### Texte source
Il est difficile de faire des ponts entre les films d’une compétition comme celle du Festival d’Amiens, dont c’était cette année la 34ème édition. Tourné avant tout vers le public régional, auquel il apporte des films encore inédits (et pour certain à la perspective assez incertaine de trouver un distributeur en France), le festival propose des films venus d’un peu partout, francophonie en tête, dans une démarche qu’on sent volontairement retranchée de toute course à la première internationale. Ne serait-ce qu’au sein de sa compétition, qui mêle documentaire et fiction et semble se proposer comme l’état d’une sensibilité sur le cinéma à un moment donné.
Super-héros
Vincent n’a pas d’écailles qui ouvrait (hors compétition) le Festival et la belle section Avanti ! a donné l’audacieux élan du festival, offrant peut-être par son burlesque réservé l’étincelle d’impertinence portée par la plupart des films de la compétition. Ce premier film donc, grand prix du jury au FIFIB en octobre et qui sortira en salles en février 2015 (Le Pacte), est une œuvre d’une humilité sincère et poétique, portée au long des années par son réalisateur-scénariste-acteur principal-magicien Thomas Salvador. L’indépendance (d’esprit, dans l’anecdote ; mais aussi de moyens, en choisissant de faire les effets spéciaux soi-même et avec peu) s’assumant enfin, et avec irrévérence et extravagance. Vincent, c’est un gars comme un autre qui voit ses forces se décupler quand il s’immerge dans l’eau. Une bizarrerie pas plus folle que celle de n’importe quel film de science-fiction, dont l’audace est précisément d’ancrer son propos dans le réel, avec une économie et une candeur presque enfantines. À mi-chemin entre le film artisanal (les effets spéciaux tiennent plus du gadget que du numérique), la fable fantastique, le policier et la comédie romantique, Vincent… se moque des tons et des genres. Il tient du partage spontané, déluré – à l’image des longues tirades de la Gaby de Sophie Letourneur (Gaby Baby Doll) qui, dans la même section, mettait à l’affiche Lolita Chammah et Benajmin Biolay dans le récit traditionnel d’une histoire de prince charmant.

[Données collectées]
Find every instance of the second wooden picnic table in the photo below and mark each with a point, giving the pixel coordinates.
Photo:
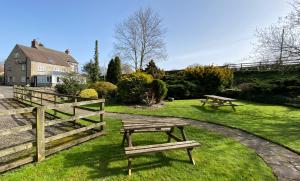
(218, 101)
(131, 126)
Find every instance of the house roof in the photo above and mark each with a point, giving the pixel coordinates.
(46, 55)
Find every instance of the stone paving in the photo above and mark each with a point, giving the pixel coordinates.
(284, 163)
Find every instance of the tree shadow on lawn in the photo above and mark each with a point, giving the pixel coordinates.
(109, 160)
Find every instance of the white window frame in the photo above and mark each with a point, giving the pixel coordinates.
(23, 79)
(41, 68)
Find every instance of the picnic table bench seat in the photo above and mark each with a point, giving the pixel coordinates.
(217, 101)
(137, 150)
(146, 130)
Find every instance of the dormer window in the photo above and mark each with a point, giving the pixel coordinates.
(50, 60)
(16, 55)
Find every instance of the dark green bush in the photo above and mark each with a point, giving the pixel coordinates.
(159, 89)
(105, 90)
(132, 87)
(210, 79)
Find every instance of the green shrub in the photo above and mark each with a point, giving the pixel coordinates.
(160, 90)
(209, 79)
(89, 93)
(71, 84)
(132, 87)
(114, 70)
(178, 91)
(104, 89)
(153, 70)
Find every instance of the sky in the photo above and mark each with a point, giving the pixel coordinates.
(198, 31)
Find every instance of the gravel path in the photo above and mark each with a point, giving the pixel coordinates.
(284, 163)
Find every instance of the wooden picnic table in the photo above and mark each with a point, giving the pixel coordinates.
(149, 126)
(218, 101)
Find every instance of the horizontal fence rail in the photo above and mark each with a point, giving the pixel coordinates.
(272, 65)
(42, 103)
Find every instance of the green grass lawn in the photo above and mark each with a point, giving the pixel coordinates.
(103, 158)
(277, 123)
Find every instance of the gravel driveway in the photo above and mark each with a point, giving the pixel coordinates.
(6, 92)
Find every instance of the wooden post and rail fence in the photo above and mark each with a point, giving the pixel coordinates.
(265, 65)
(42, 146)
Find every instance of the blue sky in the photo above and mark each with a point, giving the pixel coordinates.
(198, 31)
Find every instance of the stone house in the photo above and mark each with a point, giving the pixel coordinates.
(37, 65)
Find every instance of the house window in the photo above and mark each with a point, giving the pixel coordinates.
(41, 68)
(23, 79)
(48, 78)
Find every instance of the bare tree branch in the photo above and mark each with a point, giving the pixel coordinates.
(140, 38)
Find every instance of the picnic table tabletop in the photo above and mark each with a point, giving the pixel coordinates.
(219, 98)
(137, 124)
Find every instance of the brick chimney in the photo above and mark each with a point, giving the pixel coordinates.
(67, 51)
(34, 43)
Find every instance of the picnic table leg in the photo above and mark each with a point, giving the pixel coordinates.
(129, 166)
(232, 106)
(169, 137)
(189, 150)
(124, 138)
(130, 145)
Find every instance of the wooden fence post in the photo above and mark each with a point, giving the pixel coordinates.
(30, 94)
(40, 133)
(101, 115)
(74, 111)
(55, 100)
(22, 96)
(41, 98)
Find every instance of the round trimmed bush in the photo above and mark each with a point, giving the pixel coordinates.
(160, 90)
(132, 87)
(89, 93)
(104, 89)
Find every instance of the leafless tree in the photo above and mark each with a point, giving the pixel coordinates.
(280, 41)
(140, 38)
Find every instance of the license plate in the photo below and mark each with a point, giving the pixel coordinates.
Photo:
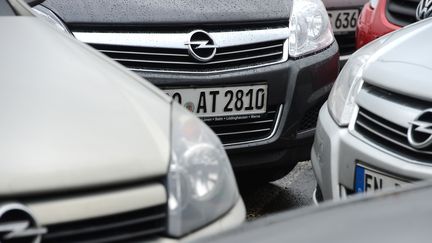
(370, 180)
(343, 20)
(223, 101)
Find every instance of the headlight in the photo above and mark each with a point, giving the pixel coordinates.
(373, 3)
(341, 102)
(50, 17)
(201, 183)
(310, 29)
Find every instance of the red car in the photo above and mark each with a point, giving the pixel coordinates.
(380, 17)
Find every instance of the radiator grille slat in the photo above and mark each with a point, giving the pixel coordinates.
(389, 136)
(226, 58)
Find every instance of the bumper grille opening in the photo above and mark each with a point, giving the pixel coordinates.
(346, 43)
(234, 129)
(170, 59)
(133, 226)
(389, 136)
(401, 12)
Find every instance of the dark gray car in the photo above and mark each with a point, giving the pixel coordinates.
(255, 71)
(395, 217)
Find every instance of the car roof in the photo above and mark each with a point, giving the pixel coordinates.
(396, 217)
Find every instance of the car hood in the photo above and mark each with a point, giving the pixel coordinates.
(404, 63)
(396, 217)
(71, 118)
(169, 12)
(343, 4)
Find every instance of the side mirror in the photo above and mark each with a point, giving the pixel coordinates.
(33, 3)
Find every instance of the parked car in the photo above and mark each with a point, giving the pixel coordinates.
(395, 217)
(375, 130)
(255, 71)
(91, 152)
(343, 16)
(380, 17)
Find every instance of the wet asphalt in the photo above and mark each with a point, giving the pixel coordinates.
(291, 192)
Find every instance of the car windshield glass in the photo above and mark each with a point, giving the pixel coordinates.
(5, 8)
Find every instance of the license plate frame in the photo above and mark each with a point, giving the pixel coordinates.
(366, 177)
(216, 100)
(344, 20)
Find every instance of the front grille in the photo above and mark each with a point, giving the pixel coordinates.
(401, 12)
(346, 43)
(235, 129)
(172, 59)
(389, 136)
(309, 120)
(141, 225)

### Consignes
1 > D'après le texte sur le Festival d'Amiens, qui est le réalisateur de Vincent n'a pas d'écailles ?
2 > Rédigez la suite du texte sur le Festival d'Amiens en reprenant après sa dernière phrase.
Ces données proviennent d'une autre source.

### Réponses attendues
1 > Thomas Salvador.

2 >
Or si l’inventivité et la débrouille de Thomas Salvador donnent intelligence et malice à sa simplicité, le comique de répétition et le même ton bavard (dialogues naturalistes déjà vus dans tous les précédents films de la réalisatrice, et qui semble avoir perdu sa force de frappe – vent d’audace et de nouveauté – depuis Les Coquillettes) sont plus lassants. La romance (les contraires s’attirent) a fait son temps.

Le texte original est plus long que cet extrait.